───── Data shown ─────

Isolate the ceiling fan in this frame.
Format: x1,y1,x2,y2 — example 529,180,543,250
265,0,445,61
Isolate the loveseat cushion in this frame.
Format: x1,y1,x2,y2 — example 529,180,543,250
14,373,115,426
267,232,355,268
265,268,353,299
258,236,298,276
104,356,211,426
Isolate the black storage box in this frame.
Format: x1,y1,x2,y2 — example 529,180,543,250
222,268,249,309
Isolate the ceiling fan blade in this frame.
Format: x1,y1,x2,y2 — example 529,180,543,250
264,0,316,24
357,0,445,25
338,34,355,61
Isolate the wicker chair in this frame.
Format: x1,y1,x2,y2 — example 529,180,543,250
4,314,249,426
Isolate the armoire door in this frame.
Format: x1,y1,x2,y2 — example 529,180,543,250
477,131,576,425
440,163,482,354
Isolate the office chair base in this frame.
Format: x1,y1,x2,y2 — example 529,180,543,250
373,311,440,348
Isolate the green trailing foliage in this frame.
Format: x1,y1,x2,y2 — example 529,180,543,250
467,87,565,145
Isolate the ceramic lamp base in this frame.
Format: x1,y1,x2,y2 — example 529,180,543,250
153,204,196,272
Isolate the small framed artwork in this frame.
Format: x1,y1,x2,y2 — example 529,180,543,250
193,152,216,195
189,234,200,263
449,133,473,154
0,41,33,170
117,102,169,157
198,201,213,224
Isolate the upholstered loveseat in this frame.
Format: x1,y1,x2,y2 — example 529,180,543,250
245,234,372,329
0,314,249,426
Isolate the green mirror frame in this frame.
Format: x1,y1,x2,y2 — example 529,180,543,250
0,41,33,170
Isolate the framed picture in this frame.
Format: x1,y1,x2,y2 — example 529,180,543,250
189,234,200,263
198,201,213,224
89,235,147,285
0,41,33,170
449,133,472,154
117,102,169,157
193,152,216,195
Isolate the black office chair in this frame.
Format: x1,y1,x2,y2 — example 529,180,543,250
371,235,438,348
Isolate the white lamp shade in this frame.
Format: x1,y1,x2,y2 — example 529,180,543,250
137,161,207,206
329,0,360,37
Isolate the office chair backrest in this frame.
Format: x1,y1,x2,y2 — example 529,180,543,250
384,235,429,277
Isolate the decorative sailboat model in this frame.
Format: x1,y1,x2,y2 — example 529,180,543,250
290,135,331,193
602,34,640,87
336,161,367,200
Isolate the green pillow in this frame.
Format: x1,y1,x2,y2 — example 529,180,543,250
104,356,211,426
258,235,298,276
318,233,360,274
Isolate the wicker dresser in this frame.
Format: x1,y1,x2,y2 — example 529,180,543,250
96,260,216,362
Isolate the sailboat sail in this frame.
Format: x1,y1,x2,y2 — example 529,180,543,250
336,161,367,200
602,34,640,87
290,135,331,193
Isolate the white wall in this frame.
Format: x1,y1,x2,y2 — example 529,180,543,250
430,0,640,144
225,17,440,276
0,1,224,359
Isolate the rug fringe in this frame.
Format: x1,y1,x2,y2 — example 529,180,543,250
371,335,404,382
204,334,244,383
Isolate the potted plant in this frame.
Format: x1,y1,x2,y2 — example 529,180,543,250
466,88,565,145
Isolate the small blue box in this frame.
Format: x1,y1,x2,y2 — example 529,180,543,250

─────

What is being asked
Print all of the records above again, reproducing every line without any change.

Result
Isolate the ceiling fan in this frame.
Format: x1,y1,x2,y2 — example 529,180,543,250
265,0,445,61
Isolate the loveseat cushion in this frame.
Format: x1,y1,x2,y2 — example 529,180,543,250
14,373,115,426
267,232,355,268
265,268,353,299
258,236,298,276
104,356,211,426
Isolate the black storage box in this frame.
Format: x1,y1,x2,y2 — example 529,180,543,250
222,268,249,309
Isolate the ceiling fan blade in this frame.
Format: x1,y1,x2,y2 — example 529,180,543,250
264,0,316,24
357,0,445,25
338,34,355,61
Isolate the wicker chair in this frame.
Format: x1,y1,x2,y2 — example 529,180,543,250
4,314,249,426
Isolate the armoire door in this frame.
Format: x1,y1,x2,y2 — example 529,180,543,250
477,131,576,425
440,163,482,354
Isolate the office chair base in this frame.
Format: x1,y1,x2,y2 — example 529,180,543,250
373,311,440,348
Isolate the green trailing foliage in this frame.
Format: x1,y1,x2,y2 — example 529,180,543,250
467,87,565,145
Isolate the ceramic lamp base in this frame.
Format: x1,y1,x2,y2 — example 529,180,543,250
153,204,196,272
Isolate the small framed artwork in this frame.
Format: x1,y1,x2,y2 — example 529,180,543,250
193,152,216,195
189,234,200,263
449,133,473,154
0,41,33,170
117,102,169,157
198,201,213,224
Isolate the upholstered loveseat in this frame.
Format: x1,y1,x2,y2 — example 529,180,543,250
245,234,372,329
0,314,249,426
Isolate the green mirror frame in this frame.
Format: x1,y1,x2,y2 — example 529,180,543,250
0,41,33,170
Isolate the framed picture in this frame.
Format: x1,y1,x2,y2 — example 529,180,543,250
189,234,200,263
198,201,213,224
89,235,147,285
0,41,33,170
449,133,472,154
117,102,169,157
193,152,216,195
Isolate the black office chair in this frame.
Format: x1,y1,x2,y2 — example 529,180,543,250
371,235,438,348
Isolate the white lamp shade in this frame.
Format: x1,y1,x2,y2 — example 529,180,543,250
137,161,207,206
329,0,360,37
Isolate the office chair backrest in this frame.
Format: x1,y1,x2,y2 — example 529,180,543,250
384,235,429,277
Isolate the decorative sailboat model in this frame.
Format: x1,y1,x2,y2 — example 529,180,543,250
290,135,331,193
602,34,640,87
336,161,367,200
Isolate the green pillow in this frame.
Format: x1,y1,x2,y2 — example 529,180,543,250
104,356,211,426
258,235,298,276
318,233,360,274
Isolate the wicker dresser in this frame.
Format: x1,y1,x2,y2 — example 529,180,543,250
96,260,216,362
Isolate the sailboat sail in this frame.
Format: x1,y1,x2,y2 — example 529,180,543,250
336,161,367,200
602,34,640,87
290,135,331,193
Isolate the white wall in this frame.
Format: x1,y1,x2,y2 — example 529,180,543,250
430,0,640,144
225,17,440,276
0,1,224,359
Isolate the rug fringe in this frame.
Format: x1,y1,x2,y2 — example 529,180,543,250
371,335,404,382
204,334,244,383
Isolate the potted plant in this frame.
Format: x1,y1,x2,y2 — example 529,180,543,250
466,88,565,145
Isolate the small blue box in this frame.
Format: x1,y1,x2,y2 — example 529,180,543,250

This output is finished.